* Start Text extract *
Your Questions Answered: Favorite School Supplies for a Charlotte Mason Home School

Today, we want to tackle a fun topic: school supplies for a Charlotte Mason education. We already talked about what we consider back-to-school essentials for the mom, and those are more the attitudes that set the atmosphere of your home. But today we want to get down and practical with “What are some school supplies?”—some of you asked us that, “Give us some school supplies”—that we like to use in a Charlotte Mason homeschool.

Joining me today are my friends and coworkers, Jenn Faas and Laura Pitney, and we’re going to share some of the school supplies that we consider fun, necessary, and helpful. Who wants to start?

Jenn: Well, what we, Charlotte Mason educators, sometimes think of as fun, maybe not everybody does. Books are so fun.

Sonya: They are!

Jenn: So, when I was thinking about those three divisions, I think the line gets blurred sometime. Because some things maybe some of us will consider necessary, while others just consider them helpful or fun. I think it all kind of runs together somewhat. But I know one thing that Laura and I were talking about, that we both use and have planned together in the past many years ago and it’s evolved, is the idea of our binders that we use. I call it Family Block. What do you guys call it?

Laura: I just call it our Morning Time or Family Time.

Jenn: Right. It’s a binder that contains things like our Scripture memory, our folk songs, our hymns—copies of those things—our poetry. It’s all in one binder. Each of my kids has one, even my smaller ones. Now, my two-year-old doesn’t have one yet, but my five-year-old little guy has one because he wants to feel like he’s part of things. He’ll even open it to the right page, even though he can’t read at all, but it makes him feel like he’s a part of things. So, it’s this really wonderful tool that kind of binds us together. And we put extra things in there that maybe we’re working on as a family, like knowing our address, and mom and dad’s phone numbers, that kind of thing. So that’s been a wonderful tool for us over the years.

Laura: I have one for myself as well, so I definitely would deem that “necessary.” It has our schedule for the day, even for the week. I have a tab for the long-term goals for that school year per kid. So it is my collection of what is supposed to happen for the school year. I even have my personal memory binder. Every day I open that up and, because sometimes my thoughts aren’t clear, I refer to that schedule under the first tab. I just flip it open and it has everything that we’re supposed to do for that day and what kids are supposed to be doing what. So the physical binder is huge. And on the left side, once I open it, I have my dry erase board—that nobody’s allowed to touch because it’s mine—and my dry erase marker and a napkin or something. I just feel like practically, for me, I’m always needing something to grab quick to explain something, or maybe to illustrate something, or just versus using a ton of paper. I have found that using an 8″ x 10″ type size dry erase board is really handy to have. Now, the kids have some too, but I have my own.
* End Text extract *
* Start Material provided *
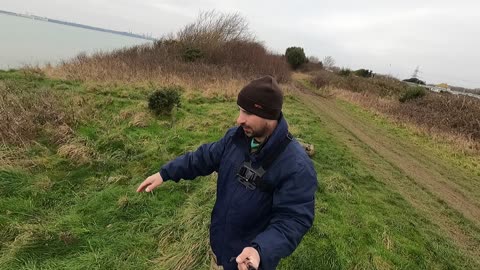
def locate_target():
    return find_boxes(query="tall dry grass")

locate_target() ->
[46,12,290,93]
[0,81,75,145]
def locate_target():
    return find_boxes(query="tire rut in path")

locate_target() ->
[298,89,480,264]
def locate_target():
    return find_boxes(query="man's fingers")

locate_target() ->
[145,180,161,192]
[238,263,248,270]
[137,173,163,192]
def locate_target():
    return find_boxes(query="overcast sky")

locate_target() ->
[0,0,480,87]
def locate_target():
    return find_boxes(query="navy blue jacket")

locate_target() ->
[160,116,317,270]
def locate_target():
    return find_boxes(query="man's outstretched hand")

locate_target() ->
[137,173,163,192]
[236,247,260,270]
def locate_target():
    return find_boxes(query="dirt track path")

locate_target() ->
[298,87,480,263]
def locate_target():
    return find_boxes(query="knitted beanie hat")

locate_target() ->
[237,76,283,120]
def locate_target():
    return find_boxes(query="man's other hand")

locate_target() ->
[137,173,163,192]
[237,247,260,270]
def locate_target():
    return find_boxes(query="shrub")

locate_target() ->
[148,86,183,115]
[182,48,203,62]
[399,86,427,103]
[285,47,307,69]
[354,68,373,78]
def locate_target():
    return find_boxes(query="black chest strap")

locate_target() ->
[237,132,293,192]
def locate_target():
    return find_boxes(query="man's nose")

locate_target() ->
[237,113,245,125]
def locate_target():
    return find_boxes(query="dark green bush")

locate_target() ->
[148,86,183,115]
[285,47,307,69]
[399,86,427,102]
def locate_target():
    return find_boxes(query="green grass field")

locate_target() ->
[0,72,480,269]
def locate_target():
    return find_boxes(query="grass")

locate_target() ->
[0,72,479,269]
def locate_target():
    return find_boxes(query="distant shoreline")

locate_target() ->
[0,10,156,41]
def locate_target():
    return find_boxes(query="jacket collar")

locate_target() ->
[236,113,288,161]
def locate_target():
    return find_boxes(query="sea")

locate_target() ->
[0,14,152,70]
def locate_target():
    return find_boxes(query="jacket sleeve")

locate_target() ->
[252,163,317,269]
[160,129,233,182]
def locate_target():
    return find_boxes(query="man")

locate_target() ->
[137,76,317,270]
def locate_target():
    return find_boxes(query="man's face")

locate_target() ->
* End Material provided *
* Start Material provided *
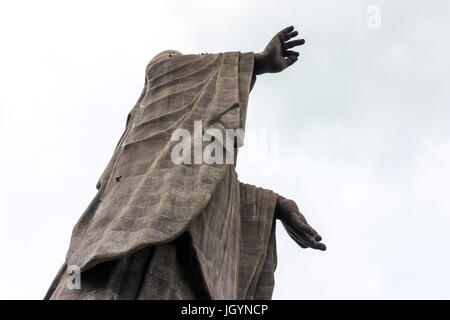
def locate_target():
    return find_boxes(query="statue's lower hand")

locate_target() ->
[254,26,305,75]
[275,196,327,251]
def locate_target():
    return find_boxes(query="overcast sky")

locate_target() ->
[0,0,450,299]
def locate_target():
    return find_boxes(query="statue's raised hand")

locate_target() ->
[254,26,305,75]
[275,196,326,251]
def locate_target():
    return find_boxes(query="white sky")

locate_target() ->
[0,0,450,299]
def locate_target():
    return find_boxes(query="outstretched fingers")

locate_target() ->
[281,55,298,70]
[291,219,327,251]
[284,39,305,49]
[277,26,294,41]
* End Material provided *
Tasks for this exercise ::
1. Answer these from the school supplies transcript, one line each:
(a) What name does Jenn give the binder her family uses?
(b) What size of dry erase board does Laura find handy?
(c) Which of Jenn's children does not have a binder yet?
2. Recast the paragraph of the school supplies transcript that begins "Jenn: Right. It's a binder that contains" as a short bulleted list that keeps its main facts.
3. Carry the school supplies transcript on from its last line, keeping the same conversational style.

Answers to the tasks ::
1.
(a) Family Block.
(b) An 8″ x 10″ size.
(c) Her two-year-old.

2.
- Jenn's binder holds Scripture memory, folk songs, hymns and poetry, all in one place.
- Each of her kids has one, except her two-year-old.
- Her five-year-old has one and opens it to the right page even though he can't read, because it makes him feel part of things.
- It also holds things the family is working on together, such as their address and mom and dad's phone numbers.
- She calls it a wonderful tool that binds the family together.

3.
Sonya: I use one every day with my daughter. The blank on one side we can use for spelling words. For example, when she transcribes something, then I’ll say, “Okay, now look carefully at these words and then we’re going to close the book and I want you to write them here.” Or, like last time I wanted to show her the relationship between please and pleasant, so I wrote them both on here, or had her write them both, and pointed out how you make one to the other. So we use the blank side all the time. And then the other side with the grid pattern is fabulous for math. It helps us keep our numbers neat and keep everything aligned for place value. I highly recommend one of these, absolutely.

Let me go back to your binders for a moment. Do you empty it out and have a new one every term, every year? Do you just keep adding to it? How does that work?

Laura: Well, for me, the first few tabs are the current year or the current memory work or whatever is applicable to today, whatever we’re using today. And then, kind of like the Scripture Memory System, it graduates to the back and I have like master tabs for all the hymns we’ve learned, all the Bible verses they’ve learned, all the poems they’ve learned. So mine is a combination of both: the front of it is stuff we’re working on now and the back is master copies of all the things they’ve learned.

Sonya: Is that how you do it, Jenn?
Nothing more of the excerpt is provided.